▸ Work order 1:
Duplicate the portion of the contingency management trial summary between "Pragmatic trials of" and "sustainment of CM.", inclusive.
▸ Work order 2:
Answer these questions from the contingency management trial summary.
(a) In what kind of setting was the contingency management intervention trialed?
(b) How long was the period after training in which the setting implemented the intervention on a provisional basis?
(c) How many staff were designated as local implementation leaders?
▸ Work order 3:
Take the contingency management trial summary further, picking up after its final sentence.

▸ Given text:
——————————
Pragmatic trials of empirically-supported behavior therapies may inform clinical and policy decisions concerning therapy sustainment. This retrospective trial design paper describes and discusses pragmatic features of a hybrid type III implementation/effectiveness trial of a contingency management (CM) intervention at an opioid treatment program. Prior reporting (Hartzler et al., J Subst Abuse Treat 46:429–438, 2014; Hartzler, Subst Abuse Treat Prev Policy 10:30, 2015) notes success in recruiting program staff for voluntary participation, durable impacts of CM training on staff-level outcomes, provisional setting implementation of the intervention, documentation of clinical effectiveness, and post-trial sustainment of CM.

Methods/design

Six pragmatic design features, and both scientific and practical bases for their inclusion in the trial, are presented: (1) a collaborative intervention design process, (2) voluntary recruitment of program staff for therapy training and implementation, (3) serial training outcome assessments, with quasi-experimental staff randomization to either single or multiple baseline assessment conditions, (4) designation of a 90-day period immediately after training in which the setting implemented the intervention on a provisional basis, (5) inclusive patient eligibility for receipt of the CM intervention, and (6) designation of two staff as local implementation leaders to oversee clinical/administrative issues in provisional implementation.
——————————
▸ Records provided:
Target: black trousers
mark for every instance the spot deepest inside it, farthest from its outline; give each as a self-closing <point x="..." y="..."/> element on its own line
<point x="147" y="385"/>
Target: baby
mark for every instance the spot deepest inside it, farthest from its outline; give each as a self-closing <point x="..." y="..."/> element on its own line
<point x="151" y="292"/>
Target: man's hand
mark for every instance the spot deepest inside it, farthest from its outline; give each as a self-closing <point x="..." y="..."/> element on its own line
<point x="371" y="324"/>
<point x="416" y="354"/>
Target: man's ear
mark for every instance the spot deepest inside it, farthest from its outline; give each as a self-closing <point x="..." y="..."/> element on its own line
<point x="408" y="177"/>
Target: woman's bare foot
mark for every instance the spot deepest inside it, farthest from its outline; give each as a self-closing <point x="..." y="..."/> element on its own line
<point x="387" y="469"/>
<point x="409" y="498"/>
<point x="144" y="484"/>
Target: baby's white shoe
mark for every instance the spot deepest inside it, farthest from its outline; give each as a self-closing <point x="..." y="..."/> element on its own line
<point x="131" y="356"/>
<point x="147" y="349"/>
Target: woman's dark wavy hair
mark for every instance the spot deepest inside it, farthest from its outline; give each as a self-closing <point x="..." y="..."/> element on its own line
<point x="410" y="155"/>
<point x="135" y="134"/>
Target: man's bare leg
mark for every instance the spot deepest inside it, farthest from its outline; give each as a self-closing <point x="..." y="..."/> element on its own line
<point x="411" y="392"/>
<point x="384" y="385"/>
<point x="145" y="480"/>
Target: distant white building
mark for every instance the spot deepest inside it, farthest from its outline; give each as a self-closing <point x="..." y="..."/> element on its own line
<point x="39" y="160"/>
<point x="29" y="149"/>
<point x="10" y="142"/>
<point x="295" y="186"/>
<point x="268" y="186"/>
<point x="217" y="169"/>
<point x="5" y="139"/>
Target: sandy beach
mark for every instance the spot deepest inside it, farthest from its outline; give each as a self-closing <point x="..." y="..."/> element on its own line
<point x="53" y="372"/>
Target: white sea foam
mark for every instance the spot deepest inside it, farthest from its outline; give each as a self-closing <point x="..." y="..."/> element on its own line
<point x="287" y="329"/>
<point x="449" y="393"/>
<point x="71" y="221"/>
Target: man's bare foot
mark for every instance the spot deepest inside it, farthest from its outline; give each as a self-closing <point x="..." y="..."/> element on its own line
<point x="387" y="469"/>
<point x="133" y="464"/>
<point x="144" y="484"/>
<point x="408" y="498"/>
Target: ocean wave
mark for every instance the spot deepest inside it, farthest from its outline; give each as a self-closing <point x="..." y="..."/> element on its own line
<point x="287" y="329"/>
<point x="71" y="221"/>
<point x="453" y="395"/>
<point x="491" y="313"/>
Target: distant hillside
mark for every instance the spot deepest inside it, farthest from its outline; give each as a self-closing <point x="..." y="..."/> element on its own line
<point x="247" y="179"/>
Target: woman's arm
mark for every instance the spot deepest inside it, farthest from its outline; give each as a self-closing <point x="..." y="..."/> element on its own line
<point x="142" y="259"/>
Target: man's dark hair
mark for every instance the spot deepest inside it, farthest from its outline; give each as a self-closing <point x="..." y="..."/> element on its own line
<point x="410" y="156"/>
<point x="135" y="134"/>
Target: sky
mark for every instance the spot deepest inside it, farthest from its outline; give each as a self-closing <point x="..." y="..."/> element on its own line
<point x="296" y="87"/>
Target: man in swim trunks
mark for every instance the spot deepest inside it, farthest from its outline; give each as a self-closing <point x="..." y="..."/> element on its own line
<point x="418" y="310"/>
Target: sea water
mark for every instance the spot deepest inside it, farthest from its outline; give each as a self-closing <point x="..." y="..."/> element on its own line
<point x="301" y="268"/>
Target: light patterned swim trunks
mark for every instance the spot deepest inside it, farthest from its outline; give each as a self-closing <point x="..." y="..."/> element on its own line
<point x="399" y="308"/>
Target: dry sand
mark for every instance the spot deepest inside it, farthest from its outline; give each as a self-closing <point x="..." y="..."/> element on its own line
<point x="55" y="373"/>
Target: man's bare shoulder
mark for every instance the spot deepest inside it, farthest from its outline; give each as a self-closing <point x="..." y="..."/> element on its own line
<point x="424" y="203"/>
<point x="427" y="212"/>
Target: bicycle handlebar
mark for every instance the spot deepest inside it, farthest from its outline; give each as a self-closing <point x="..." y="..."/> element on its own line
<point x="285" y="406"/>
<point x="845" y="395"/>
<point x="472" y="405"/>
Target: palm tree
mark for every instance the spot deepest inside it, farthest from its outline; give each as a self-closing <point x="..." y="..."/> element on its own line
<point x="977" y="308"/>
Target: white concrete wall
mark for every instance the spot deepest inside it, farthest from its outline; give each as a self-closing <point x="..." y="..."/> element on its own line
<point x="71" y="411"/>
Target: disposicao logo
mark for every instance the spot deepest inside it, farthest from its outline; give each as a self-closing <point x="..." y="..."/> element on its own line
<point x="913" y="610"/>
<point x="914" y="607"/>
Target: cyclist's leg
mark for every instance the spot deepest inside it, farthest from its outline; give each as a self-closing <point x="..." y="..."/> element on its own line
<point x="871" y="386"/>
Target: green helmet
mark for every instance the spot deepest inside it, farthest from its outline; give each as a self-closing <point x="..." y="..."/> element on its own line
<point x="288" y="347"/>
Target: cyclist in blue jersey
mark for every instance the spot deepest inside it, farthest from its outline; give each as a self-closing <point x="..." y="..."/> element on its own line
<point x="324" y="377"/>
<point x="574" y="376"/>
——————————
▸ Exercise response 1:
Pragmatic trials of empirically-supported behavior therapies may inform clinical and policy decisions concerning therapy sustainment. This retrospective trial design paper describes and discusses pragmatic features of a hybrid type III implementation/effectiveness trial of a contingency management (CM) intervention at an opioid treatment program. Prior reporting (Hartzler et al., J Subst Abuse Treat 46:429–438, 2014; Hartzler, Subst Abuse Treat Prev Policy 10:30, 2015) notes success in recruiting program staff for voluntary participation, durable impacts of CM training on staff-level outcomes, provisional setting implementation of the intervention, documentation of clinical effectiveness, and post-trial sustainment of CM.

▸ Exercise response 2:
(a) An opioid treatment program.
(b) 90 days.
(c) Two.

▸ Exercise response 3:
Discussion

Each pragmatic trial design feature is argued to have contributed to sustainment of CM. Contributions implicate the building of setting proprietorship for the CM intervention, culling of internal staff expertise in its delivery, iterative use of assessment methods that limited setting burden, documentation of setting-specific clinical effectiveness, expanded penetration of CM among staff during provisional implementation, and promotion of setting self-reliance in the oversight of sustainable implementation procedures. It is hoped this discussion offers ideas for how to impact local clinical and policy decisions via effective behavior therapy dissemination.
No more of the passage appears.